--- START DATA ---

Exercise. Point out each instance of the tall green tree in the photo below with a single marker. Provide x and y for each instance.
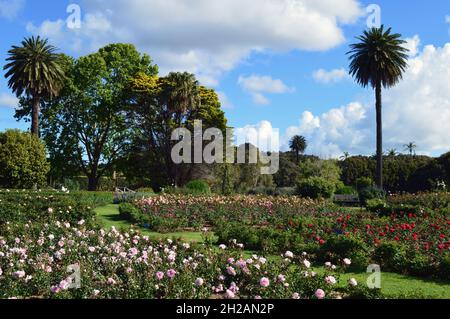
(410, 147)
(34, 69)
(158, 106)
(379, 59)
(85, 127)
(298, 145)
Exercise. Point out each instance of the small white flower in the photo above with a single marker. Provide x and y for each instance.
(353, 282)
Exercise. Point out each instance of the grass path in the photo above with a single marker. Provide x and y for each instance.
(392, 285)
(109, 217)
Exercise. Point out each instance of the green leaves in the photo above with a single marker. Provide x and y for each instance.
(379, 57)
(23, 162)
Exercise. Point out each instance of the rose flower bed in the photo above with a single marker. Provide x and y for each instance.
(34, 264)
(414, 243)
(176, 212)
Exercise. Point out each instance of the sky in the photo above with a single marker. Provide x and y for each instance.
(277, 65)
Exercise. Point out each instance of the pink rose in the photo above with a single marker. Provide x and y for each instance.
(264, 282)
(320, 294)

--- END DATA ---

Update all the items by changing every "single marker" to "single dot" and keeping everything else the same. Leave the pictures out.

Exercise. Point out each instance of the tall green tree in the photo below with a single dot. Provide x and y for each instance.
(410, 147)
(34, 69)
(158, 106)
(379, 59)
(85, 127)
(298, 145)
Exercise. Point out each instance of the small white flower in the photo above with a single dot. Provide x and y for each instance.
(353, 282)
Exercise. Point out each instance of the grass path in the photo above with a single dot. Provide x and y for each instance.
(392, 285)
(109, 217)
Exercise. Point out each instance of the green leaves in the photo above with a single dot. Provide x and y for each instance.
(379, 57)
(23, 162)
Exercise. Point out each instance of the rose flower bed in the photo above with a single dot. Provide x and y for each instance.
(34, 264)
(414, 243)
(176, 212)
Exercise. Point out each instance of the sky in the photo above with a single dot. Provide x and y for each instance.
(277, 65)
Exercise. Point out each instance of the pink rose in the photo above with a single dot. Provide x and y for each instance.
(264, 282)
(320, 294)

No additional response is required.